Keep the images out while you retype all of the data exactly.

*** Opening DATA EXCERPTS ***

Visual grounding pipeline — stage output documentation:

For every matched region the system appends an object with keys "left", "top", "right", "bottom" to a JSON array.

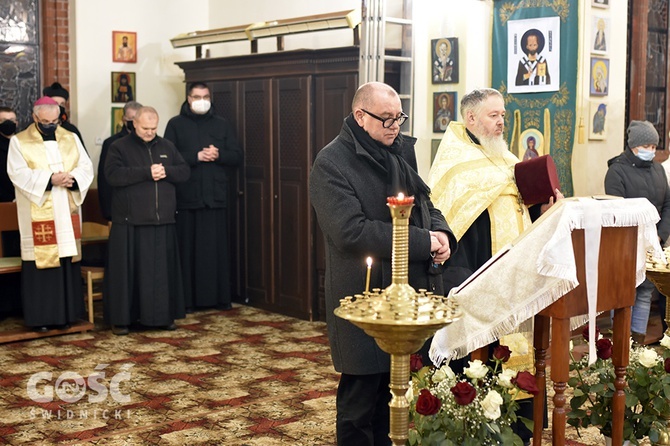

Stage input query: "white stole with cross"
[{"left": 7, "top": 126, "right": 93, "bottom": 268}]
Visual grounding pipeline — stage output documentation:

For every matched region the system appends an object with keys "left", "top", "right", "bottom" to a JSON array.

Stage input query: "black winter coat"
[
  {"left": 164, "top": 103, "right": 243, "bottom": 210},
  {"left": 310, "top": 119, "right": 457, "bottom": 375},
  {"left": 105, "top": 133, "right": 190, "bottom": 225},
  {"left": 604, "top": 148, "right": 670, "bottom": 243}
]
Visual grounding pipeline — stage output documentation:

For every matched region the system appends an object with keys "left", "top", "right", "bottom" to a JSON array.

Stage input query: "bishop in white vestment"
[{"left": 7, "top": 96, "right": 93, "bottom": 331}]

*** Closing DATA EXCERPTS ***

EXPECTED ANSWER
Visual grounding pipeline — stage output documentation:

For every matched region the system appends an object with keys "left", "top", "right", "bottom" to a JSON array.


Stage input query: "white stole with cross"
[{"left": 7, "top": 126, "right": 93, "bottom": 268}]
Visual grounding pipeline — stage output documentation:

For every matched region the system appends an object with keys "left", "top", "right", "bottom" to a JSON array.

Stage input query: "black winter coat"
[
  {"left": 164, "top": 103, "right": 243, "bottom": 210},
  {"left": 310, "top": 119, "right": 457, "bottom": 375},
  {"left": 105, "top": 133, "right": 190, "bottom": 225},
  {"left": 604, "top": 148, "right": 670, "bottom": 243}
]
Visual grounding pipeline — stage output documentation:

For every matched region the system appends an object with keys "left", "top", "right", "bottom" to a JSON array.

Stage input query: "bishop in white vestment"
[{"left": 7, "top": 96, "right": 93, "bottom": 331}]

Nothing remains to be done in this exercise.